__ASSIGNMENT__. The span to copy runs from the line containing "One marker serves each instance of the black mustache." to the last line below. Copy it exactly, with nothing else.

--------

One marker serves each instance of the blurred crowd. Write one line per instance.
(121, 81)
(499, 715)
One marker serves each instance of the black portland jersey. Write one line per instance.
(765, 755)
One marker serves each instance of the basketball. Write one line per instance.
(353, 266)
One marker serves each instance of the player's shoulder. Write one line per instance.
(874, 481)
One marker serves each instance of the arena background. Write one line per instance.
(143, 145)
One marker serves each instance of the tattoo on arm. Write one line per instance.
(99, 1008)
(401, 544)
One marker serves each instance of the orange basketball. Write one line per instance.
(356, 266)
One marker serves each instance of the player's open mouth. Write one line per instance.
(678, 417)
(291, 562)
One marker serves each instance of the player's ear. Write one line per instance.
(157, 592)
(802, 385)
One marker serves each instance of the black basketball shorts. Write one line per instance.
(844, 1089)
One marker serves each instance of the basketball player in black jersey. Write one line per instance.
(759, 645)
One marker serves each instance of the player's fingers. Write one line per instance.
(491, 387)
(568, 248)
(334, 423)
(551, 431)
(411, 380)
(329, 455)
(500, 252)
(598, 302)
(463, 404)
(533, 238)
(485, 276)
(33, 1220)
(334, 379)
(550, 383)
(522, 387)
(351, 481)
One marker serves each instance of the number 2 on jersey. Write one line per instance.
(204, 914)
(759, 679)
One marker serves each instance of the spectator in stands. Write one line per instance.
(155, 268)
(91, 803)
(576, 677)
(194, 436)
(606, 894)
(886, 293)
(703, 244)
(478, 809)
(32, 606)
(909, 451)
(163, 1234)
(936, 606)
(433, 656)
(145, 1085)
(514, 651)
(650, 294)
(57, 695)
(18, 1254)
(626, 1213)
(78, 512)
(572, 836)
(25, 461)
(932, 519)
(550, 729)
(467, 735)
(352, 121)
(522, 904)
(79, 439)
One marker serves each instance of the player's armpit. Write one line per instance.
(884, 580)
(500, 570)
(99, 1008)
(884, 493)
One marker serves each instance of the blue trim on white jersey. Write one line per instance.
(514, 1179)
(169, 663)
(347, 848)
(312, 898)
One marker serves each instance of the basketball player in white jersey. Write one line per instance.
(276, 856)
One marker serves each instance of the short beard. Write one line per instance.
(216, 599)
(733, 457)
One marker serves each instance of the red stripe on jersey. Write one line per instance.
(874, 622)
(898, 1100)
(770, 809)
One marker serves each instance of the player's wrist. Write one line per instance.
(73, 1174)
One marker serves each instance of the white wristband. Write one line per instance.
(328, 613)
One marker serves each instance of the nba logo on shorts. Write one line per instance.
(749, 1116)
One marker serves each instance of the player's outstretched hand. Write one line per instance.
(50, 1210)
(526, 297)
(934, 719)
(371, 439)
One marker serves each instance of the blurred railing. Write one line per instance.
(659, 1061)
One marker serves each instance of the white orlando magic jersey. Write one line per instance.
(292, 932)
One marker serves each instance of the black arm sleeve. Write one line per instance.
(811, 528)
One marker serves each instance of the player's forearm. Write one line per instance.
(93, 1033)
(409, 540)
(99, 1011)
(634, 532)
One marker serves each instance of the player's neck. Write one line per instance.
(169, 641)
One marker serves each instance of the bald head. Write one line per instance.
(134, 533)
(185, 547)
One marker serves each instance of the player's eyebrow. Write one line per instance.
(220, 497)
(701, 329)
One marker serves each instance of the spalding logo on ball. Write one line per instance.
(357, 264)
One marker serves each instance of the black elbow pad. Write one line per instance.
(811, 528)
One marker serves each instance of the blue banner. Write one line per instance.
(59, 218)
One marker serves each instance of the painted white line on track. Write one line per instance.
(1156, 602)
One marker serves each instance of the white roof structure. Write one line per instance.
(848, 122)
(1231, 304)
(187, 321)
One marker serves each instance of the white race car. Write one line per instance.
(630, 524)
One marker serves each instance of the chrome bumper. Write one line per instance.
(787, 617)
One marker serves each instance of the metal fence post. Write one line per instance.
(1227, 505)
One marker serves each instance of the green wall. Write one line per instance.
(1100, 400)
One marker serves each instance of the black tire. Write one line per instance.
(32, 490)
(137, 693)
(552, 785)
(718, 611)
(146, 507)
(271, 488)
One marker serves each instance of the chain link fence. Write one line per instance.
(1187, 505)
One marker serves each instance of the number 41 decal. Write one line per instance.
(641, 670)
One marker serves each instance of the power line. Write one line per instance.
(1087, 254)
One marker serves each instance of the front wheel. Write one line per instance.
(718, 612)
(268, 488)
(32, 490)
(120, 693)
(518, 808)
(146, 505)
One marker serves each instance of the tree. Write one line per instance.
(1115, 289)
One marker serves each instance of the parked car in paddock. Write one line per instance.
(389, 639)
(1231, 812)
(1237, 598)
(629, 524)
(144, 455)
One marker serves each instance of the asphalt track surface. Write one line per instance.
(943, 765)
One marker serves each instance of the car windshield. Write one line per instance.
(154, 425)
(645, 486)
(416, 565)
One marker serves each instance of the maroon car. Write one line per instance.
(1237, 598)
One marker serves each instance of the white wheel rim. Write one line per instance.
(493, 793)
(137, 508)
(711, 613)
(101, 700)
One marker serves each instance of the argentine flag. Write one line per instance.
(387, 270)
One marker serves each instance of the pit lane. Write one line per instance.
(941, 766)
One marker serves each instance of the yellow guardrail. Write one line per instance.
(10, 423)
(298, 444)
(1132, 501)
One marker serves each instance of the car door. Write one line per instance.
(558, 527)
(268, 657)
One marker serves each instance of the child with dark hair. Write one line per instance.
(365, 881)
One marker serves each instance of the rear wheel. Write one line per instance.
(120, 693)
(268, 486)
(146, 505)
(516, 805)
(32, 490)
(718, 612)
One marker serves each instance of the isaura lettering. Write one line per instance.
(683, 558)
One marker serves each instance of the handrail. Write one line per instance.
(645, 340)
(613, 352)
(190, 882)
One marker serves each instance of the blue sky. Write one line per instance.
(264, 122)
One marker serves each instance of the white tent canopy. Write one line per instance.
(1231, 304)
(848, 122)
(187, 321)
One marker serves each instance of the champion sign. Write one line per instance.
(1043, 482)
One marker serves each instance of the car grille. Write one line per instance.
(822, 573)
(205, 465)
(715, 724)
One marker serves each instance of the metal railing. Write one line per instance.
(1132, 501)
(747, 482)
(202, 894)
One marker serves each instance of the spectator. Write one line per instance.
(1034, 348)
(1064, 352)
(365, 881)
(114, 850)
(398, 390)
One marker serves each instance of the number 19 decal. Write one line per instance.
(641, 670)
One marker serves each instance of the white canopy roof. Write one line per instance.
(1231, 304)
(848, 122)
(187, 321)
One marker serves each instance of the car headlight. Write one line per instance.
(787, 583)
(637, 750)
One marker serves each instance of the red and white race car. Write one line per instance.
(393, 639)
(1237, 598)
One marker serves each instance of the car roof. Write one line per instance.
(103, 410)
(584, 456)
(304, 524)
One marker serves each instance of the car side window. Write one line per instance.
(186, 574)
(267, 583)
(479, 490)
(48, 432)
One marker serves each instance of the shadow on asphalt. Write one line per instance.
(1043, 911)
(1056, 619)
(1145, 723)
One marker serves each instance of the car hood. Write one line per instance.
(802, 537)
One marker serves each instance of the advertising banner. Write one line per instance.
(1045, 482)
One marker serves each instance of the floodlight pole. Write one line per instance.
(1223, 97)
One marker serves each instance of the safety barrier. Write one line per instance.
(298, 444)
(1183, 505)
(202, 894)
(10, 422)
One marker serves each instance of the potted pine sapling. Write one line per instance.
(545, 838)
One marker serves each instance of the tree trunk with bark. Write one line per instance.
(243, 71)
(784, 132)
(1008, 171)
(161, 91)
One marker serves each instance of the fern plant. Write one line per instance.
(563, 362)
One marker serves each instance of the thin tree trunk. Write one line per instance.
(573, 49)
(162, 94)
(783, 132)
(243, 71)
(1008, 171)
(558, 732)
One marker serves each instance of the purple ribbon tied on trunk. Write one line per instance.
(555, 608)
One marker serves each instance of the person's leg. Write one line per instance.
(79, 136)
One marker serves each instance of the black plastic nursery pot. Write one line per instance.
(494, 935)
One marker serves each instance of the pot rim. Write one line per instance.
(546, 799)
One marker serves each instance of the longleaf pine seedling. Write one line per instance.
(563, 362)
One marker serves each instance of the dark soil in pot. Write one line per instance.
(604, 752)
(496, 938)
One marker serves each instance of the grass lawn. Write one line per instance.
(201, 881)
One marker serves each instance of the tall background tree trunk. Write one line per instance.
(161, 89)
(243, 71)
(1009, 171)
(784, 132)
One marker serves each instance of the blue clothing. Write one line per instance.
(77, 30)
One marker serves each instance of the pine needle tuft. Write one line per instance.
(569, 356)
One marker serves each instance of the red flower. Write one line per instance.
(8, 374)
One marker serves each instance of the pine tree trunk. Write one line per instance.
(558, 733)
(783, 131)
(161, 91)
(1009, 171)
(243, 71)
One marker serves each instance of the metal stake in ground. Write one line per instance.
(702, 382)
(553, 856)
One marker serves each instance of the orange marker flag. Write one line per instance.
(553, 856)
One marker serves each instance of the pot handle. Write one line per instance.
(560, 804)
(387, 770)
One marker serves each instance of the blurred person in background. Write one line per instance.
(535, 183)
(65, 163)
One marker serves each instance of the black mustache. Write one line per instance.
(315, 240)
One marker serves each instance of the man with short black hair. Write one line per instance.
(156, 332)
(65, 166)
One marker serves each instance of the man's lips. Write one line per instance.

--------

__RESPONSE TO THIS TASK__.
One marker serves each instance of the black mustache. Write one line per instance.
(315, 240)
One marker serves each instance of the man with short black hair. Write one line per instance.
(156, 332)
(65, 166)
One marker serves each instance of the man's lips. Write one line per instance.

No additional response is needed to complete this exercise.